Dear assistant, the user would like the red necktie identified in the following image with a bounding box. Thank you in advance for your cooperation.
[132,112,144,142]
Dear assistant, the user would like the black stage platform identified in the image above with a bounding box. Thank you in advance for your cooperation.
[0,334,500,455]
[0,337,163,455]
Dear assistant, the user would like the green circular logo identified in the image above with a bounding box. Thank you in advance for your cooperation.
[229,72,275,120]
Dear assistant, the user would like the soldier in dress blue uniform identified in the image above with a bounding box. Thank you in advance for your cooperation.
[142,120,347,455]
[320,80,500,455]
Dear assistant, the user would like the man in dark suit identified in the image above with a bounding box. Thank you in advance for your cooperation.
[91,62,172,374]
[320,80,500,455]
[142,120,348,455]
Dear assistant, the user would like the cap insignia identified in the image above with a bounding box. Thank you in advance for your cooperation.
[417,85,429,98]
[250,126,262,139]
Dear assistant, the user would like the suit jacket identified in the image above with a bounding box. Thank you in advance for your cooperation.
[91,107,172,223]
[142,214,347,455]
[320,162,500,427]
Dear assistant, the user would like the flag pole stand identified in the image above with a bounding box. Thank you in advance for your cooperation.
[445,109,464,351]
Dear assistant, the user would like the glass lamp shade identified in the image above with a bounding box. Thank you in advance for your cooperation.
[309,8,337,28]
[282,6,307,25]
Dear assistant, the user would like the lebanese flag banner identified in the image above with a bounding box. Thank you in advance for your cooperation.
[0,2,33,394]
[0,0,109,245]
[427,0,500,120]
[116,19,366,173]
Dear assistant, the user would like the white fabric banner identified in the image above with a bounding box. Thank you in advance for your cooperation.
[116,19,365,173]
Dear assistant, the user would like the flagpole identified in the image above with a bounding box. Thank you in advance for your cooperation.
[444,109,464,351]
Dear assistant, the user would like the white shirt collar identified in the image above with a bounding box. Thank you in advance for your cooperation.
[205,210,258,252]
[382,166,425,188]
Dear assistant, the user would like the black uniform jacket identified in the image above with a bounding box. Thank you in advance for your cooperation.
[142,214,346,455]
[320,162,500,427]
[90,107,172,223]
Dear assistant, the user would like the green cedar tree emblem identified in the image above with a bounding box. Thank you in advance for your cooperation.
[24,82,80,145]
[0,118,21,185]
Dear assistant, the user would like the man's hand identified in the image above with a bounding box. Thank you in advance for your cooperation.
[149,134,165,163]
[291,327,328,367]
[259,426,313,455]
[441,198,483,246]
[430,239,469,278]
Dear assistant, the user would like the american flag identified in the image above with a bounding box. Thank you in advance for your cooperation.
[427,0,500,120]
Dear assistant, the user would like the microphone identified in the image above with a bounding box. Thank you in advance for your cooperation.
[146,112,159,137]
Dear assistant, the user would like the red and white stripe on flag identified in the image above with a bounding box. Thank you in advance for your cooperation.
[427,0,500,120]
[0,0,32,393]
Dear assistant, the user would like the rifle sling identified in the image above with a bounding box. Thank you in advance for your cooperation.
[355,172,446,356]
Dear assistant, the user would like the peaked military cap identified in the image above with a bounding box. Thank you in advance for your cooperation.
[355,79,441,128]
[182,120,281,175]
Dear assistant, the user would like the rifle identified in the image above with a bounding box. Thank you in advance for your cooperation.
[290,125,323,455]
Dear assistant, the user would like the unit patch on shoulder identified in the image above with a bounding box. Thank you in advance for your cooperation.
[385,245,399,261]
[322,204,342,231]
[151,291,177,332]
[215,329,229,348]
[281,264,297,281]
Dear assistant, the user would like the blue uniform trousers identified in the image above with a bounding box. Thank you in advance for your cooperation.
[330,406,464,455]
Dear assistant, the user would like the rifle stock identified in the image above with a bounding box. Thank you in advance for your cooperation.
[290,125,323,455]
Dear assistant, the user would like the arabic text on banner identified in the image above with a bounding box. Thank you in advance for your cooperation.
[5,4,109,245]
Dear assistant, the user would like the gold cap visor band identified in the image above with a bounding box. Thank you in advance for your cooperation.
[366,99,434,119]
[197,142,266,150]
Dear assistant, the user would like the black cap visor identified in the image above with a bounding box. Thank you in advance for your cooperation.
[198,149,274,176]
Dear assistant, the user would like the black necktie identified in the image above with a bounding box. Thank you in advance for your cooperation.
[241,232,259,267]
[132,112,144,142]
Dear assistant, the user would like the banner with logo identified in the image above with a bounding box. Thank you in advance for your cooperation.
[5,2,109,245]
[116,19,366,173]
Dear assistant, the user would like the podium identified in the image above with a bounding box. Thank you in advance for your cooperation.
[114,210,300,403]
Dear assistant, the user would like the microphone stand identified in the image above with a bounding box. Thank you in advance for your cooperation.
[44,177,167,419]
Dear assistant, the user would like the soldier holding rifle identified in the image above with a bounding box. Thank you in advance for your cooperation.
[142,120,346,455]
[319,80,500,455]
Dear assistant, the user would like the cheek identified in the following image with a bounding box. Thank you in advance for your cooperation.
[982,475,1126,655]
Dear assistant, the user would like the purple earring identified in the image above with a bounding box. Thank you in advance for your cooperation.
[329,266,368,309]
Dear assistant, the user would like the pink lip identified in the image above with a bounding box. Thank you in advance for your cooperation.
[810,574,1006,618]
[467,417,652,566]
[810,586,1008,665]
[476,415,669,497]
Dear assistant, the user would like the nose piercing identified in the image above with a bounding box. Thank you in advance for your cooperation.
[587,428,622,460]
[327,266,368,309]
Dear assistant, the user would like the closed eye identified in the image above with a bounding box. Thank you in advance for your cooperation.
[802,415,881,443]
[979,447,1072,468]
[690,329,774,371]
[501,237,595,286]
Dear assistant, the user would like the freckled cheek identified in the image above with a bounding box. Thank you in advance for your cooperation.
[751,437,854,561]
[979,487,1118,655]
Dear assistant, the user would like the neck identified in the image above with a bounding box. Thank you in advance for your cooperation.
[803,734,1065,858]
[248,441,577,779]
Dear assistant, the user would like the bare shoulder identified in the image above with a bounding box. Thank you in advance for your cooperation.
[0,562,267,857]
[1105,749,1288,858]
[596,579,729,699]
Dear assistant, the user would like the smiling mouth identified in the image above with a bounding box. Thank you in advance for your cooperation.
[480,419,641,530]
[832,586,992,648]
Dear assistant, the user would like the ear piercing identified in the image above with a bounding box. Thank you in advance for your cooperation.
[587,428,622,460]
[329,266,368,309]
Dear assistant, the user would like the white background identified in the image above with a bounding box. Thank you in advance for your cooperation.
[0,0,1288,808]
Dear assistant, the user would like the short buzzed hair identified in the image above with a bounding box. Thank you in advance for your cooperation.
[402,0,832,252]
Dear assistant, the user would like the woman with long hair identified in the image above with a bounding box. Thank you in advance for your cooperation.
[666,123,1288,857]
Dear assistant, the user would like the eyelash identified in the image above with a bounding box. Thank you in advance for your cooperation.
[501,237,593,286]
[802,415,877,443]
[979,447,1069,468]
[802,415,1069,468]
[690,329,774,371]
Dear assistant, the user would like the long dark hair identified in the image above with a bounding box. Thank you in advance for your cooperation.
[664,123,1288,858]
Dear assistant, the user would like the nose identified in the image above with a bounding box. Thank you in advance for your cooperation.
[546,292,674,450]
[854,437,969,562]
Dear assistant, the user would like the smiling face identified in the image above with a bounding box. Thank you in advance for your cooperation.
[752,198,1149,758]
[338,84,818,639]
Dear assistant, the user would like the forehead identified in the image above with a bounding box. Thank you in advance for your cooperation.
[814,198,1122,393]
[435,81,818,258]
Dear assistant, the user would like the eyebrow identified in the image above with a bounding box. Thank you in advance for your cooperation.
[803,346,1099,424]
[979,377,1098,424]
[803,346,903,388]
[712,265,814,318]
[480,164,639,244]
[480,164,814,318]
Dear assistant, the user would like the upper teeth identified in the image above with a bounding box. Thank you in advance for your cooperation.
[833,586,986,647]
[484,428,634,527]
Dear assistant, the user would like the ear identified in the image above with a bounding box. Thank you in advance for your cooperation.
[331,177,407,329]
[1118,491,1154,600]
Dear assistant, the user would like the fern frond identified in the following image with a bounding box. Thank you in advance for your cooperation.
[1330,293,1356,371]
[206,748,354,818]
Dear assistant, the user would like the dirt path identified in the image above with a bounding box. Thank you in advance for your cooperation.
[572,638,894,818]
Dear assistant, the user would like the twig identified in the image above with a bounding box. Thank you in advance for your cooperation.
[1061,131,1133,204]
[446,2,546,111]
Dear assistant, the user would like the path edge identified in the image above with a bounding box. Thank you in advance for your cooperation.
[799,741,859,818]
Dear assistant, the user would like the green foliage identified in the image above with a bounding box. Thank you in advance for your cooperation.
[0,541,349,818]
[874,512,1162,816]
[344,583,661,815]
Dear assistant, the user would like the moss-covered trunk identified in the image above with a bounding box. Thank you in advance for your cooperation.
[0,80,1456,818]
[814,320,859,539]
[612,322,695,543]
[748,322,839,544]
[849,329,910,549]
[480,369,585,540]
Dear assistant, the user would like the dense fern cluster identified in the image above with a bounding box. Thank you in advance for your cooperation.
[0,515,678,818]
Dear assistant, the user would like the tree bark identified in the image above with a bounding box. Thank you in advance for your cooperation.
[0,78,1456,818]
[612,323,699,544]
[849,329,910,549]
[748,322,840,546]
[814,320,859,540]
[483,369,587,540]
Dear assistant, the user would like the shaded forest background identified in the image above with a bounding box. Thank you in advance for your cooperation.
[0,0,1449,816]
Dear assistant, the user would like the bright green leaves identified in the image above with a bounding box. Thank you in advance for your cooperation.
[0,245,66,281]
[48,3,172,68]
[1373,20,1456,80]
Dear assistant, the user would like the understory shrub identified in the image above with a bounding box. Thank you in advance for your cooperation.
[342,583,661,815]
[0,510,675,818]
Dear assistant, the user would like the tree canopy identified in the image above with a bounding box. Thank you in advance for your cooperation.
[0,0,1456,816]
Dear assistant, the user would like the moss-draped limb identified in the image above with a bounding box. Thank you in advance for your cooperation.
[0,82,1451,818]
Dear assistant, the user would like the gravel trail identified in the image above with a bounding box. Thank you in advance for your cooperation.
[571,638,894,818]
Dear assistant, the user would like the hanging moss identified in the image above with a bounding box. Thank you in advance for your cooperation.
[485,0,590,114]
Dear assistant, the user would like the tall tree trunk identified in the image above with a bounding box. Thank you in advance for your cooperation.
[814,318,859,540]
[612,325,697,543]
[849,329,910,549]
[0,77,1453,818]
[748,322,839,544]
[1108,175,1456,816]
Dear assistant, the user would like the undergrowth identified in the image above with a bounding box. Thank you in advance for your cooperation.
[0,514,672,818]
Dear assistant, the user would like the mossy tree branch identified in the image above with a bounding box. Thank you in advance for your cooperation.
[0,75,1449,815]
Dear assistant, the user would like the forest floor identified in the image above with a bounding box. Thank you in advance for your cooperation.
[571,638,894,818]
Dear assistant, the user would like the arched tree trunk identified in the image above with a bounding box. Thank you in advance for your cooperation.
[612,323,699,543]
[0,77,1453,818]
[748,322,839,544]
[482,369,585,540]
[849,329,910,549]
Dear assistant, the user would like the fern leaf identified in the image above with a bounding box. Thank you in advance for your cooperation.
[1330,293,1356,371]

▶ WRITTEN INSTRUCTION:
Starting at the line that has "Dear assistant, the user would like the forehead" and stopping after the line that has "[206,748,354,818]", can you format those lines of the items as a JSON list of strings, one string per line, with blank lines omitted?

▶ EXERCISE SOLUTION:
[
  "Dear assistant, the user would like the forehead identified in the image above with a bounding box. Thank you in advance for your cooperation.",
  "[814,198,1122,393]",
  "[435,81,818,258]",
  "Dear assistant, the user would like the eyebrow identified in the image above with a bounding box. Thank you in advance for your cooperation.",
  "[803,346,1099,424]",
  "[979,377,1098,424]",
  "[803,346,903,388]",
  "[712,265,814,318]",
  "[480,164,639,244]",
  "[480,164,814,318]",
  "Dear assistant, the user would like the upper teeth identified in the image above with a bounding box. Thank you in advance for your cooperation.",
  "[833,586,986,647]",
  "[484,428,634,527]",
  "Dear assistant, the user would like the ear identified in the image above with a bounding box. Thank you in advance for your cooperation.",
  "[331,177,407,329]",
  "[1118,491,1154,600]",
  "Dear assistant, the user would like the fern frond identified in the following image with a bounding box. Thank you in advance for your cooperation.",
  "[1330,293,1356,371]",
  "[206,748,354,818]"
]